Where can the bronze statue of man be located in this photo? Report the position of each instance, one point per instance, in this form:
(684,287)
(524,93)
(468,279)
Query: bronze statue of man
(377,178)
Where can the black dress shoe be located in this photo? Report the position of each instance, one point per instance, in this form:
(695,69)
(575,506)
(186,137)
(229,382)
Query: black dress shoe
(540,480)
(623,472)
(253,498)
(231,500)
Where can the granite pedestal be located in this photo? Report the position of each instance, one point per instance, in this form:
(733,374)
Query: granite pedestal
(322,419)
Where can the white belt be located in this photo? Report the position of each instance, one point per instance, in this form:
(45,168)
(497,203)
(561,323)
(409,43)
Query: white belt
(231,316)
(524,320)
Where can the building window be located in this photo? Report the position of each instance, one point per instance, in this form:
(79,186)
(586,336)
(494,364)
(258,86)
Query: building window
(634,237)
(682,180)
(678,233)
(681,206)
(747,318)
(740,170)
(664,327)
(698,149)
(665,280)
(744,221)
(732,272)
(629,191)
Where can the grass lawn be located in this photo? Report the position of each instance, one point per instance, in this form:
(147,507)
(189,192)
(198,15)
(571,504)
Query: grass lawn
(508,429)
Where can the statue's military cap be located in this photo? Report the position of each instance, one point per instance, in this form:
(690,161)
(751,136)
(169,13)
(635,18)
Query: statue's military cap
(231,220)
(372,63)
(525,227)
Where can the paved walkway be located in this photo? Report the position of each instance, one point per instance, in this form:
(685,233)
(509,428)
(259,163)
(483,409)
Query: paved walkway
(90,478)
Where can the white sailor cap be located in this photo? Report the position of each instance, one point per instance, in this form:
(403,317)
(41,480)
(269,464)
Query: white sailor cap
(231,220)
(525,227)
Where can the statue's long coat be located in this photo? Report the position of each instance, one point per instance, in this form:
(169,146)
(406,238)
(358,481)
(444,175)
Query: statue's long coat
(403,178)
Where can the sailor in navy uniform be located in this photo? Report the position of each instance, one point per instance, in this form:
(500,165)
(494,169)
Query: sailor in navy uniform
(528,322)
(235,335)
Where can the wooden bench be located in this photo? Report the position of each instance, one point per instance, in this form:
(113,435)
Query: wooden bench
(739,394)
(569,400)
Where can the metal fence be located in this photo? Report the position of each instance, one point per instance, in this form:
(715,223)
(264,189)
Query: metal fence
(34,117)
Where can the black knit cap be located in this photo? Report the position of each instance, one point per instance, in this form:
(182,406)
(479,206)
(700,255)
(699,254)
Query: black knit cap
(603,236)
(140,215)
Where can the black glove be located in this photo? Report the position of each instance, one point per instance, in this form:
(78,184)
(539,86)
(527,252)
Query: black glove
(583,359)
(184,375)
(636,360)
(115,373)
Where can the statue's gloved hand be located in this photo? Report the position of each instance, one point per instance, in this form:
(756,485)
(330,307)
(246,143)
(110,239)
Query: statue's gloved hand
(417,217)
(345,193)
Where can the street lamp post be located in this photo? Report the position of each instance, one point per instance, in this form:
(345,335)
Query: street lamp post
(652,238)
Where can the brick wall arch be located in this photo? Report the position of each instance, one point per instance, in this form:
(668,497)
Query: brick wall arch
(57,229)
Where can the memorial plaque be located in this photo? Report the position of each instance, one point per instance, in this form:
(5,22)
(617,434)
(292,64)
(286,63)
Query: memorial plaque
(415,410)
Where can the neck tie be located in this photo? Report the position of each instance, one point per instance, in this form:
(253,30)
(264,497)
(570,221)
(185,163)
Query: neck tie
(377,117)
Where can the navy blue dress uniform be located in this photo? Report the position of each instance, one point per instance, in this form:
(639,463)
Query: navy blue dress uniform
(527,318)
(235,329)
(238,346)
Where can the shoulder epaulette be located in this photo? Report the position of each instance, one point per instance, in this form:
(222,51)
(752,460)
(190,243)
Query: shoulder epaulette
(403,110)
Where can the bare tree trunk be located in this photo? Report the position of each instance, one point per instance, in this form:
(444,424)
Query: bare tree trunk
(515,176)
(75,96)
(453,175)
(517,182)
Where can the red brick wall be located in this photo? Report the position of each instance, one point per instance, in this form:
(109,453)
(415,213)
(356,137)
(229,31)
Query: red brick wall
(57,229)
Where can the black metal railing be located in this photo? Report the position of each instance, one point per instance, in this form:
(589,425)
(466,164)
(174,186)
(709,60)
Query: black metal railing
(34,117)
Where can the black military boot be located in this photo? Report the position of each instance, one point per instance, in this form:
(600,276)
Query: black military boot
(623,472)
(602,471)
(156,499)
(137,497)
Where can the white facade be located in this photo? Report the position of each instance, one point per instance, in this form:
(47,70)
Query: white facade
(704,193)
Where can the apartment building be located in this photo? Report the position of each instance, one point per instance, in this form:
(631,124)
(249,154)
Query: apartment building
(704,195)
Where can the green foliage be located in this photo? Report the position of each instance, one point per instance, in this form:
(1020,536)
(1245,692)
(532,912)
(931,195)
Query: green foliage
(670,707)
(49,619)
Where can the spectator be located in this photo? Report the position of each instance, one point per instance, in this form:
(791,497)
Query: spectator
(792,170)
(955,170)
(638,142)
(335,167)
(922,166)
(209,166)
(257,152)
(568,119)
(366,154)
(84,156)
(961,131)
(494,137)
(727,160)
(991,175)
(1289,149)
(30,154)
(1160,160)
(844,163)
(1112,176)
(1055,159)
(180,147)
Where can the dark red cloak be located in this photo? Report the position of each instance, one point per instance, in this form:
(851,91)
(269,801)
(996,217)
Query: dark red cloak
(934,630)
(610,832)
·····
** TASK OBJECTIVE **
Render all the rows above as a JSON list of strings, with one string for each line and blank lines left out.

** SOLUTION FOR THIS TASK **
[
  "Where can the bronze statue of man be located in this photo? Report the position of each instance, one point per instance, in this form:",
  "(684,287)",
  "(524,93)",
  "(468,279)",
  "Query: bronze statue of man",
  "(377,178)",
  "Where can the black dress shoe be located in this photo? Report the position of each instance, one point per instance, in this form:",
  "(695,69)",
  "(575,506)",
  "(186,137)",
  "(229,382)",
  "Query: black dress shoe",
  "(540,480)",
  "(623,472)",
  "(253,498)",
  "(231,500)",
  "Where can the granite pedestal be located in this photo? Report the position of each instance, one point per instance, in this form:",
  "(733,374)",
  "Query: granite pedestal",
  "(322,419)",
  "Where can the white belt be located in this photo? Report the position of each instance, one point per instance, in this form:",
  "(45,168)",
  "(497,203)",
  "(561,323)",
  "(409,43)",
  "Query: white belt",
  "(231,316)",
  "(524,320)",
  "Where can the building window be located in this photo? Report the position of each instance, one point per instance, in this form:",
  "(79,186)",
  "(586,336)",
  "(494,364)",
  "(258,86)",
  "Query: building window",
  "(634,237)",
  "(682,180)",
  "(678,233)",
  "(681,206)",
  "(747,318)",
  "(740,170)",
  "(664,327)",
  "(698,149)",
  "(665,280)",
  "(744,221)",
  "(732,272)",
  "(629,191)",
  "Where can the grass lawn be located in this photo? Report the position of each instance, one point per instance, in this form:",
  "(147,507)",
  "(189,192)",
  "(198,15)",
  "(571,504)",
  "Query: grass lawn",
  "(508,429)",
  "Where can the statue's military cap be located in this photo? Report the position of each instance, one point per instance, in this form:",
  "(690,161)",
  "(751,136)",
  "(169,13)",
  "(635,18)",
  "Query: statue's military cap",
  "(231,220)",
  "(372,63)",
  "(525,227)",
  "Where can the paved walkway be located in this photo? Report the position of each instance, one point per instance, in this form:",
  "(685,233)",
  "(509,428)",
  "(259,163)",
  "(483,409)",
  "Query: paved walkway",
  "(90,478)",
  "Where can the white sailor cap be located in this photo? Report the position of each instance, one point per instance, in this form:",
  "(403,317)",
  "(41,480)",
  "(269,464)",
  "Query: white sailor cap",
  "(231,220)",
  "(525,227)",
  "Where can the statue's long coat be located in this photo? Report the position of each instance, one point per instance, in this form:",
  "(169,146)",
  "(406,238)",
  "(358,481)",
  "(444,175)",
  "Query: statue's long coat",
  "(403,178)",
  "Where can the sailor in navy uniform be located in this photo? Report the position of each instance, one point per instance, in this form:",
  "(500,165)",
  "(494,169)",
  "Query: sailor in navy uniform",
  "(528,322)",
  "(235,335)",
  "Where can the wooden bench be located in this photo? Report the position of each instance, one point per instance, in this form:",
  "(113,435)",
  "Query: wooden bench",
  "(739,394)",
  "(569,400)",
  "Where can the metal fence be located in this photo? Report the position of each instance, one point per instance, in this form:",
  "(715,223)",
  "(264,189)",
  "Query: metal fence",
  "(34,117)",
  "Where can the black knit cap be located in this photo? Report the position of each instance, one point per instance, in this form:",
  "(182,406)",
  "(479,206)",
  "(700,255)",
  "(699,254)",
  "Query: black knit cap",
  "(603,236)",
  "(140,215)",
  "Where can the black glove be located in this photo? Report the position of each instance, one point per instance, in this form:",
  "(78,184)",
  "(539,86)",
  "(527,252)",
  "Query: black glove",
  "(583,359)",
  "(184,375)",
  "(636,360)",
  "(115,373)",
  "Where can the statue's gloved hand be located in this photo? Report the position of each instance, one point per instance, in this form:",
  "(756,485)",
  "(330,307)",
  "(246,143)",
  "(110,239)",
  "Query: statue's gloved hand",
  "(417,217)",
  "(345,193)",
  "Where can the street lamp post be located in this photo? Report the position of each instance, one point per instance, in this form:",
  "(345,335)",
  "Query: street lamp post",
  "(652,238)",
  "Where can the brick wall arch be located in this photo? Report the position of each instance, one point per instance, in this form:",
  "(668,497)",
  "Query: brick wall arch",
  "(57,229)",
  "Where can the memorial plaque be located in this photo? Report the position of each instance, one point per instance, in this form:",
  "(5,22)",
  "(617,434)",
  "(292,64)",
  "(286,63)",
  "Query: memorial plaque",
  "(415,410)",
  "Where can the neck tie be located in this photo? Report the position of each instance, one point per instance, in this form:",
  "(253,30)",
  "(264,497)",
  "(570,221)",
  "(185,163)",
  "Query: neck tie",
  "(377,117)",
  "Where can the navy blue dress uniform be located in this photo? Report the position of each instance, one point per instance, in this form:",
  "(639,463)",
  "Query: navy blue dress uniform",
  "(527,318)",
  "(235,329)",
  "(238,346)",
  "Where can the shoulder epaulette be located in this photo? Report the position of each instance, one point per instance, in this form:",
  "(222,51)",
  "(752,460)",
  "(190,243)",
  "Query: shoulder epaulette",
  "(403,110)",
  "Where can the bare tree trunk be located in this photo? Report the position of each instance, one point per instance, in this form:",
  "(444,424)",
  "Query: bare tree trunk",
  "(515,176)",
  "(75,96)",
  "(453,175)",
  "(517,182)",
  "Where can the red brick wall be located in this photo? Report the position of each instance, one point per instance, in this form:",
  "(109,453)",
  "(415,213)",
  "(356,137)",
  "(229,31)",
  "Query: red brick wall",
  "(57,229)",
  "Where can the black metal railing be located in this photo? Report the position of each instance, one point per instance, in this form:",
  "(589,425)",
  "(466,164)",
  "(174,186)",
  "(709,60)",
  "Query: black metal railing",
  "(34,117)",
  "Where can the black military boot be located in this photo? Report the position of each instance, one point per instance, in this form:",
  "(600,276)",
  "Query: black military boot",
  "(623,472)",
  "(602,471)",
  "(156,499)",
  "(137,497)",
  "Where can the white facade be located in this photo? Report the position of each instance, one point per instance, in this form:",
  "(47,70)",
  "Query: white facade",
  "(704,193)",
  "Where can the apartment building be located in this photo? Report the position of each instance, one point per instance, in this form:",
  "(631,124)",
  "(249,154)",
  "Query: apartment building",
  "(704,195)",
  "Where can the green foliage be located in this photo? Report the position of each instance, one point per instance, in this form:",
  "(1020,536)",
  "(1245,692)",
  "(532,912)",
  "(931,195)",
  "Query: green foliage",
  "(670,707)",
  "(49,619)",
  "Where can the spectator be located in this photo? Report the position of each instance, one point per instance, in this form:",
  "(791,497)",
  "Query: spectator",
  "(792,170)",
  "(955,170)",
  "(638,142)",
  "(335,167)",
  "(922,166)",
  "(209,166)",
  "(257,152)",
  "(568,119)",
  "(366,154)",
  "(84,156)",
  "(961,131)",
  "(494,137)",
  "(727,160)",
  "(991,175)",
  "(1289,149)",
  "(30,154)",
  "(1160,160)",
  "(844,163)",
  "(1112,176)",
  "(1055,159)",
  "(180,147)",
  "Where can the dark red cloak be located in this photo? Report the position of each instance, one point per instance, in this form:",
  "(851,91)",
  "(269,801)",
  "(996,217)",
  "Query: dark red cloak",
  "(934,630)",
  "(610,832)"
]